**Task:** The whole listing, from first line to last: copy it exactly.

#### Records supplied ####

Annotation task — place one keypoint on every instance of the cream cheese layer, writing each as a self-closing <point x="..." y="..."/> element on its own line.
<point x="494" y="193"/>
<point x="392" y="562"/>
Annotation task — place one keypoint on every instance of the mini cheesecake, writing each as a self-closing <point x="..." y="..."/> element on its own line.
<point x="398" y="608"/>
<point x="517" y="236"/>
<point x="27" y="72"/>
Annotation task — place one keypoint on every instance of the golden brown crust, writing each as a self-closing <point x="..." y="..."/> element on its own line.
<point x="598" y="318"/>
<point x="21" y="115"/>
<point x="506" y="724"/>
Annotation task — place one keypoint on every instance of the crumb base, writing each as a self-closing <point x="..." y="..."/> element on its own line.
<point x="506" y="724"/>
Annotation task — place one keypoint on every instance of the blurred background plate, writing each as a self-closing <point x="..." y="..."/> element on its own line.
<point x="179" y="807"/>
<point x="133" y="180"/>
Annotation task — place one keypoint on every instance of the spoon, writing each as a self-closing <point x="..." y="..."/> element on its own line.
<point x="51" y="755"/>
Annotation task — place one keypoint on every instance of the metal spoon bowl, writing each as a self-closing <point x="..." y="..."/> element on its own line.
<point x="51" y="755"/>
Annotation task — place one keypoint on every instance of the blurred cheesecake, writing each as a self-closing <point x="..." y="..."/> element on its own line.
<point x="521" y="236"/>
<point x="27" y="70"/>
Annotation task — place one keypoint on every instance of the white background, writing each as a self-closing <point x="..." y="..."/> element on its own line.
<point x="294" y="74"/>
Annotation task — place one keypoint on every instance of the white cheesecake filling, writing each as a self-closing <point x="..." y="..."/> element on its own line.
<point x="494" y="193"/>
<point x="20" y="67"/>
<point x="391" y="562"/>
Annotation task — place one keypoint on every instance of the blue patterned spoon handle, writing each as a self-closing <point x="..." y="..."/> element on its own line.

####

**Result for this exercise:**
Annotation task — place one keypoint on every instance of the cream cheese layer, writing each as a self-closing <point x="..." y="..."/> element on its own line.
<point x="494" y="193"/>
<point x="392" y="562"/>
Annotation task — place one keypoint on every instance of the mini cheesecake, writing each as a self-closing <point x="..." y="..."/> element on its own line.
<point x="398" y="608"/>
<point x="517" y="236"/>
<point x="27" y="72"/>
Annotation task — place one keypoint on every instance of the golden brown crust, writing each as a self-closing <point x="..." y="..."/> element on its own line.
<point x="598" y="318"/>
<point x="21" y="115"/>
<point x="506" y="724"/>
Annotation task — place one keypoint on every instance of the crumb base, writing each as a self-closing <point x="..." y="..."/> element on its own line.
<point x="506" y="724"/>
Annotation task — place one keypoint on every instance of the blurred background plate, writing each as a self-closing <point x="..." y="..."/> element on its own line.
<point x="179" y="807"/>
<point x="133" y="180"/>
Annotation task — place one keypoint on every instance of the spoon, writing each as a self-closing <point x="..." y="..."/> element on its own line.
<point x="51" y="755"/>
Annotation task — place one keypoint on every instance of the metal spoon bowl, writing each as a self-closing <point x="..." y="..."/> element on its own line.
<point x="51" y="755"/>
Annotation task — place one keypoint on every instance of the blurred cheesecake, writing each as a self-closing <point x="..." y="..."/> element on its own line.
<point x="521" y="236"/>
<point x="27" y="70"/>
Annotation task — place one keypoint on every instance of the white background, writing each as a self-closing <point x="..." y="..."/> element on its own line.
<point x="294" y="74"/>
Annotation task — place one keypoint on every instance of the white cheesecake filling, writing each as a self-closing <point x="..." y="..."/> element on its own line.
<point x="494" y="193"/>
<point x="20" y="67"/>
<point x="391" y="562"/>
Annotation task — place one keypoint on every instance of the blue patterned spoon handle, writing each as a self-closing <point x="..." y="..."/> element on its own line.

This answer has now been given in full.